* Text block

# REAR SEAT DELETE, BATTERY RELOCATE PROGRESS w/ PICS!



## jedge1.8t (Jan 27, 2012)

After a long month of a audio install and getting this baby sound proof, i finally have the battery in the rear. heres some pics of my progress:

sketches of hopefully the finished project




























progress so far, rough lay out, need to figure out how to bolt this battery down for now so it doesn't move










Other cool things is my alpine x305s, it was a little tricky to fit and get the flap to go down, but i just about got it, its a great unit, updates the car and the color match is perfect. ill get a pic when i can.











For the rest of the car im know running kicker DS65s and DS13 tweeters. I got a alpine inline amplifier and alpine imprint sound proccessor that actually uses a microphone to adjust the EQ levels, and has further enhancement on a laptop software. Its older but great audio units for the money, came out under 500 all together. also added in a BT system, this is great system and selecting music from the ipod or your phonebook is very simple, unlike other headunits.











Bluetooth mic hidden in the motion sensor, no drilling into my dash or pillar at all, works awesome too.

SO why the rear battery relocation? Well theres a rear ballast weight on the back of the car, I removed that and that gave me a good significant handling response, so along with this battery relocation now, those off ramps on the highway are extremely easy to hug, the car feels alot less heavy and im able to turn sharper now.

A unique thing i did too was make it possible to run two batterys, though I most likely will never ever do this it gives me options for road trips, camping and other things, i plan to use that extra space for a engine mod somewhere in the future though

Hope you liked this, will be sure to post more progress andshow the end result asap


----------



## Chuckmeister87 (Nov 10, 2009)

* Given problem
Rewrite the battery relocation thread from "A unique thing" to "(Nov 10, 2009)", changing "road trips" to "weekend drives".

Labeled area outline items:
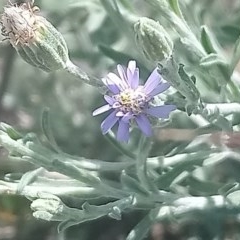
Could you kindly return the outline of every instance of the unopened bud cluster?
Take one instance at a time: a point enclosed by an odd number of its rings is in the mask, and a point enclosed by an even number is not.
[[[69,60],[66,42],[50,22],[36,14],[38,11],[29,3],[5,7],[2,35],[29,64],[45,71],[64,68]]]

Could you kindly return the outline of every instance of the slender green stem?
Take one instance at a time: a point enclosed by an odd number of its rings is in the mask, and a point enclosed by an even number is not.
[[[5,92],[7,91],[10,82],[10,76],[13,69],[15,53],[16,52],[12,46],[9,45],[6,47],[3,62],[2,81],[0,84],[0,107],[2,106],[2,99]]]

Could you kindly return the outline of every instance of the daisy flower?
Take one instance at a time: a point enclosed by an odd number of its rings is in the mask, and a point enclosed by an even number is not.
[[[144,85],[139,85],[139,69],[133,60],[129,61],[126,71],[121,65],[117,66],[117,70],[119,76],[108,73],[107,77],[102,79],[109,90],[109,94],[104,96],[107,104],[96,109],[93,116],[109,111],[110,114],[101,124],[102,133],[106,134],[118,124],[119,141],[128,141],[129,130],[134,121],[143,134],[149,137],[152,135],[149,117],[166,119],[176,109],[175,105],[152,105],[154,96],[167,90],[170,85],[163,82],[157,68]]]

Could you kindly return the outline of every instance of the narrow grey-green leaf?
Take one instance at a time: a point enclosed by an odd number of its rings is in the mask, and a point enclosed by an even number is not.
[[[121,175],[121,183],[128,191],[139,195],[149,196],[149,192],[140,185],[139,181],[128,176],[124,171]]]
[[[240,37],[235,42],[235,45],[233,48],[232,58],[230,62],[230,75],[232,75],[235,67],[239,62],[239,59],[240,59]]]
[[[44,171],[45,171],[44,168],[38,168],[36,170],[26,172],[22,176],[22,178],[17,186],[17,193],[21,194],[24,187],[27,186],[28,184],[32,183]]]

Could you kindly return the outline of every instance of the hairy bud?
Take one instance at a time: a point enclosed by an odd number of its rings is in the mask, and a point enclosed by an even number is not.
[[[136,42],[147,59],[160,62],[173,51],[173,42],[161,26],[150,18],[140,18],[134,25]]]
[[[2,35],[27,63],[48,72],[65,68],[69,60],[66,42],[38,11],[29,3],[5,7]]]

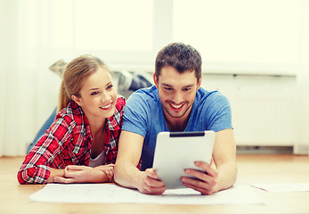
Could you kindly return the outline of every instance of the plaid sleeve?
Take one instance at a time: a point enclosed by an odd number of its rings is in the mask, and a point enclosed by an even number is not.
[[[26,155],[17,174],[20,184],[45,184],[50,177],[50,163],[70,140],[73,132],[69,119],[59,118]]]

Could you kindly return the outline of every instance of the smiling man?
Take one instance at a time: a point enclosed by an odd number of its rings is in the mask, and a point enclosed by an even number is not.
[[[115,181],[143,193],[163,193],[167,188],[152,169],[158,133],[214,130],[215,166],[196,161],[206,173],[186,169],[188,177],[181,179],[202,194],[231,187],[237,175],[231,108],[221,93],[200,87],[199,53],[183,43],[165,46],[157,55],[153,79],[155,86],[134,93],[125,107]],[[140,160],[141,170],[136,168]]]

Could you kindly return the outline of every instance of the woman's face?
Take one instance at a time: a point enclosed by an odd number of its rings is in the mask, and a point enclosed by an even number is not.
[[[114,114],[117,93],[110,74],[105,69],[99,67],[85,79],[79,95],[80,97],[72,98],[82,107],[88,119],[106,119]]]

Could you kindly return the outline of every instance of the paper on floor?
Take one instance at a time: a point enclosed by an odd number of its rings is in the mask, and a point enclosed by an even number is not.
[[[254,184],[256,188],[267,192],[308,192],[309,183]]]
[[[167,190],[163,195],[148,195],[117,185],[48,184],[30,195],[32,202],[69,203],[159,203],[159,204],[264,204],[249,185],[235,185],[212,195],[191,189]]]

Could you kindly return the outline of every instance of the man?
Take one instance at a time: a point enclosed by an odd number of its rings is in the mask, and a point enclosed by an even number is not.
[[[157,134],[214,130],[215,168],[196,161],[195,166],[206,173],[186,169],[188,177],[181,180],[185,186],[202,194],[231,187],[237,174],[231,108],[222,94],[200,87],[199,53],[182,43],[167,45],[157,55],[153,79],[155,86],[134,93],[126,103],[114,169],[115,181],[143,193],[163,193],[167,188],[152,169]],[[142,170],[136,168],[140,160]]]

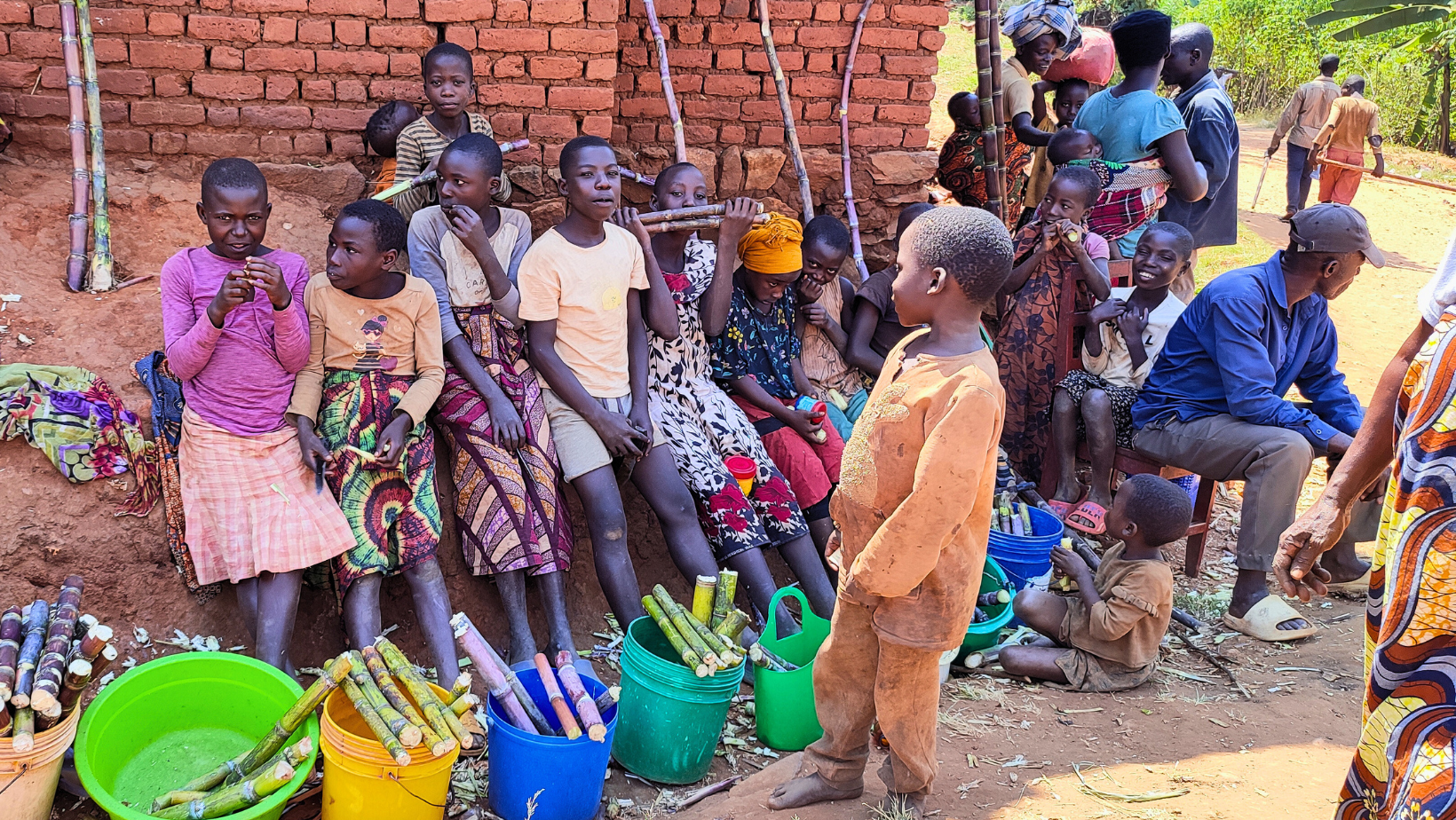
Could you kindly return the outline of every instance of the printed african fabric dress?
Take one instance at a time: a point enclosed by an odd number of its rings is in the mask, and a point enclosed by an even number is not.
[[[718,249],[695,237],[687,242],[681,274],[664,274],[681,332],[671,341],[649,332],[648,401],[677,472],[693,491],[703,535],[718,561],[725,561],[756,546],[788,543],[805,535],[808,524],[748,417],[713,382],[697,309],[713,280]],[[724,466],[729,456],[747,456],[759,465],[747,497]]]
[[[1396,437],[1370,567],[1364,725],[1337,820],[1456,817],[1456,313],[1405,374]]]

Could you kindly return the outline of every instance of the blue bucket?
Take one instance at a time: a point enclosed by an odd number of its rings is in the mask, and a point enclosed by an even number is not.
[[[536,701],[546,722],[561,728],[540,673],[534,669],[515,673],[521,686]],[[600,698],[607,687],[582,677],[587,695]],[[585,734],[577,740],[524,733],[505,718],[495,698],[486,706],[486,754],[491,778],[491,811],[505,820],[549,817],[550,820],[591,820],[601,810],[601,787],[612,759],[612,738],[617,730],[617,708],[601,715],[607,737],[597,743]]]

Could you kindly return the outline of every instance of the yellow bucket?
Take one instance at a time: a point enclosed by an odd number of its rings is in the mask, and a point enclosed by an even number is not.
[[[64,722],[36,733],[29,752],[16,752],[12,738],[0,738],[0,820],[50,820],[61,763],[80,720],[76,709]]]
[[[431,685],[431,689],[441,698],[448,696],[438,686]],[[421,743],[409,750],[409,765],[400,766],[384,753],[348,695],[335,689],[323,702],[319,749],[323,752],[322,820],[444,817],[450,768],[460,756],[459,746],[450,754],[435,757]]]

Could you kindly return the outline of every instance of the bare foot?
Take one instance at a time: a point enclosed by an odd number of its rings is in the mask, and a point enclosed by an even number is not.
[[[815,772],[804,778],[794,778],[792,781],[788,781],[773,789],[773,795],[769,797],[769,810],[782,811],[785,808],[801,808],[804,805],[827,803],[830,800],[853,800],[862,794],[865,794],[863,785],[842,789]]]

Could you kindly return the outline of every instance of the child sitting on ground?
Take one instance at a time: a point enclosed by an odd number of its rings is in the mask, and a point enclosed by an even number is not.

* Correct response
A unique thing i did too was make it possible to run two batterys, though I most likely will never ever do this it gives me options for weekend drives, camping and other things, i plan to use that extra space for a engine mod somewhere in the future though

Hope you liked this, will be sure to post more progress andshow the end result asap


----------



## Chuckmeister87 (Nov 10, 2009)